*PROBLEM SET*
**A.** Translate the sentence "Despite aiding recovery, the drug did not decrease death rates or hospital admissions." from the article on the molnupiravir study into Spanish.
**B.** Continue the article on the molnupiravir study from the point where it stops.

*SUPPLIED TEXT*
[Start of Attachment]
| 13 April 2024, Saturday |

Studies Find an Oral Antiviral Treatment for COVID-19

An antiviral drug tested by more than 25,000 vaccinated Covid patients has been found to reduce recovery time from the disease.

Molnupiravir was given to people twice a day, for five days at home, while they had the Omicron variant of Covid.

Those chosen were at a higher risk of death or hospitalisation from Covid due to age or underlying health conditions.

Despite aiding recovery, the drug did not decrease death rates or hospital admissions.

Participants taking the antiviral drug while having Covid were compared with those receiving standard care who also had the infection.

The trial was conducted to see whether it backed up previous studies on molnupiravir, which had suggested it was effective at reducing hospital admissions among patients with mild-to-moderate Covid.

However, those trials were conducted on unvaccinated patients, before the emergence of the Omicron wave.

Research in this latest study showed the treatment reduced recovery time by around four days and also reduced the viral load – the level of infection.

The findings suggest this drug would not be suitable for the entire population but in extreme circumstances could reduce pressure on the NHS.

Molnupiravir, which is made by Merck, Sharp and Dohme (MSD), is very expensive- a seven-day course costs around £577.

It was the first antiviral drug studied as a treatment for Covid in the community – which means it was taken at home rather than in a medical setting.

Chris Butler, who is a professor of primary care in the Nuffield Department of Primary Care Health Sciences, says: “Finding effective, safe and scalable early treatments for Covid-19 in the community is the next major frontier in our research response to the ongoing worldwide pandemic.
[End of Attachment]
*ENTRIES SUPPLIED*
[Start of Attachment]
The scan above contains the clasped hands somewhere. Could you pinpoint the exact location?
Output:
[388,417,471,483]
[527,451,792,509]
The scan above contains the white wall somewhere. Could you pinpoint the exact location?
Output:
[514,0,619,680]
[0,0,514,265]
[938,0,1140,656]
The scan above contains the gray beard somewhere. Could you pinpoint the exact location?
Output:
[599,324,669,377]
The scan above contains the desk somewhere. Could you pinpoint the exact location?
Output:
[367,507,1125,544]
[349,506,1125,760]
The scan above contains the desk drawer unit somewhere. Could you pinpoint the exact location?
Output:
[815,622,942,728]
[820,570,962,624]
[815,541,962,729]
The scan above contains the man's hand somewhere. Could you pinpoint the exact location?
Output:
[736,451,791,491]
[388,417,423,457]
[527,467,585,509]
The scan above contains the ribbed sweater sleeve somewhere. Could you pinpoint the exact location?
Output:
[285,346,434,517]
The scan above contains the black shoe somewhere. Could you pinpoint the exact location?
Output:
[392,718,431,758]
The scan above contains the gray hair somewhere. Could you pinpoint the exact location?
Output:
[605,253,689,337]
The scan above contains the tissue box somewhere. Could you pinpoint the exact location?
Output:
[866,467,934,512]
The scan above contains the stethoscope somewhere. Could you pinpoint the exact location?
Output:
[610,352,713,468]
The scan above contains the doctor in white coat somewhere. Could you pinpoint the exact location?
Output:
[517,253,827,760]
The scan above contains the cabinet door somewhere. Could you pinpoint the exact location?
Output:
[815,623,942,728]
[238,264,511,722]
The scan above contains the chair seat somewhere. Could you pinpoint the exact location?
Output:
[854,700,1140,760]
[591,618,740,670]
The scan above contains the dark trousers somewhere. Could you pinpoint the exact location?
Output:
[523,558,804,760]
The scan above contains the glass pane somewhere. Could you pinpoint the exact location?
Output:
[End of Attachment]
*ANSWERS FOR THIS EXERCISE*
**A.** A pesar de ayudar a la recuperación, el fármaco no redujo las tasas de mortalidad ni los ingresos hospitalarios.

**B.**
“It is in the community where treatments could have a massive reach and impact.

“But decisions about who to treat should always be based on evidence from rigorous clinical trials that involve people who would most likely be prescribed the drugs.”

To participate in the trial, people had to be within five days of the start of symptoms and either healthy and over 50 or 18-50 with underlying health conditions that made them more vulnerable to Covid.

Former deputy chief medical officer for England, Prof Sir Jonathan Van-Tam, who is pro-vice-chancellor for the Faculty of Medicine and Health Sciences at the University of Nottingham and study co-author, said: “While molnupiravir was originally found to work well to reduce hospitalisation in patients with Covid, these were unvaccinated patients.

“This latest research has repeated the exercise in the highly vaccinated population, demonstrating that the vaccine protection is so strong that there is no obvious benefit from the drug in terms of further reducing hospitalisation and deaths.

“However, symptom duration and virus shedding are both markedly reduced, and we have to wait much longer to know if there will be any discernible effects on long Covid.”

The findings are published in The Lancet journal.